* What to do
Report each line of the entries that contains the word "leather", copied in full.

* Given data
◆ ◆ ◆

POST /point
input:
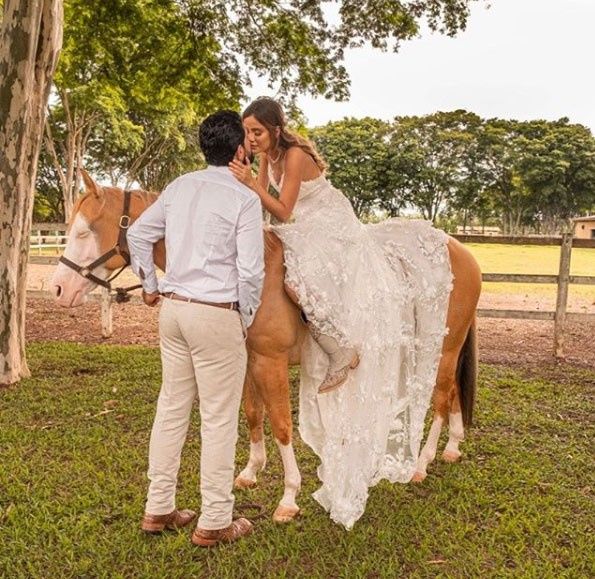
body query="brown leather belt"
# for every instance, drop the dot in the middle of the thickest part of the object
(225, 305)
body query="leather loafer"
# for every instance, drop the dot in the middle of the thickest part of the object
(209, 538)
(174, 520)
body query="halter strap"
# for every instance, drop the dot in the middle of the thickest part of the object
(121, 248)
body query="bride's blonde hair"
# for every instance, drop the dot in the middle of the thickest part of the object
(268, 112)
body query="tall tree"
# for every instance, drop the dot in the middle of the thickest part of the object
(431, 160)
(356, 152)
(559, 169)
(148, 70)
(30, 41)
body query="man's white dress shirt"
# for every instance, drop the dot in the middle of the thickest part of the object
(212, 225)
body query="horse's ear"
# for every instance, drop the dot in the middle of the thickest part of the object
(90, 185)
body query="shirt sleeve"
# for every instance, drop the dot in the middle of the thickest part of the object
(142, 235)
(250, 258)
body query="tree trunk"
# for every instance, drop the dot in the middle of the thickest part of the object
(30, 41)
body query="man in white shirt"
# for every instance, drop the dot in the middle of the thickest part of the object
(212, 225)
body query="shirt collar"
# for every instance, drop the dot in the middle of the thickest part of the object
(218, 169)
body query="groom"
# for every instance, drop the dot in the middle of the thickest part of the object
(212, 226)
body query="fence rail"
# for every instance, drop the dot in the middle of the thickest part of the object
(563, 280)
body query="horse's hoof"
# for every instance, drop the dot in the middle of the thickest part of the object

◆ ◆ ◆

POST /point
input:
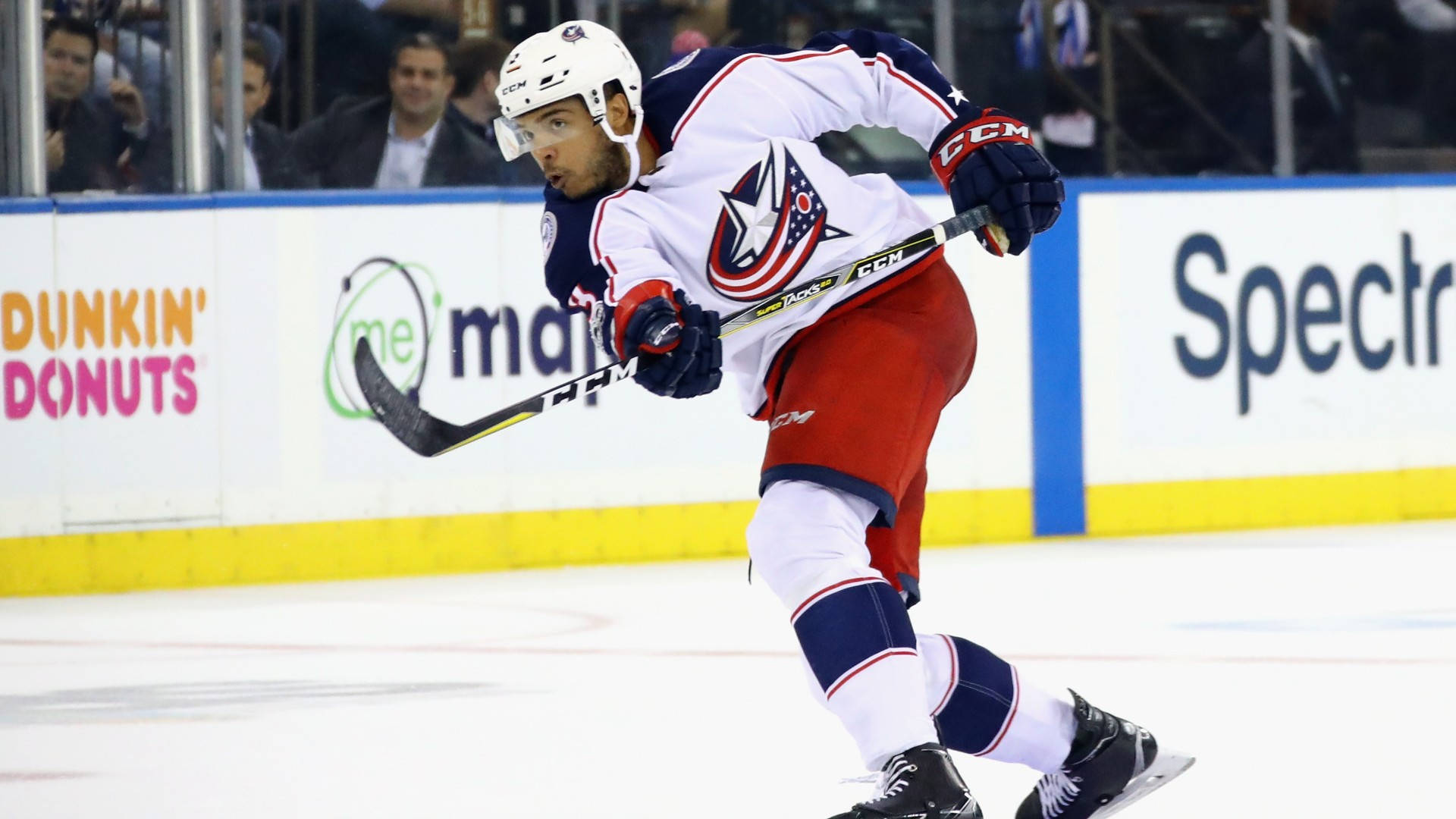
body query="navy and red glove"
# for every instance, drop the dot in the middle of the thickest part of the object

◆ ◆ ◆

* Reply
body query="brown leather belt"
body query="leather loafer"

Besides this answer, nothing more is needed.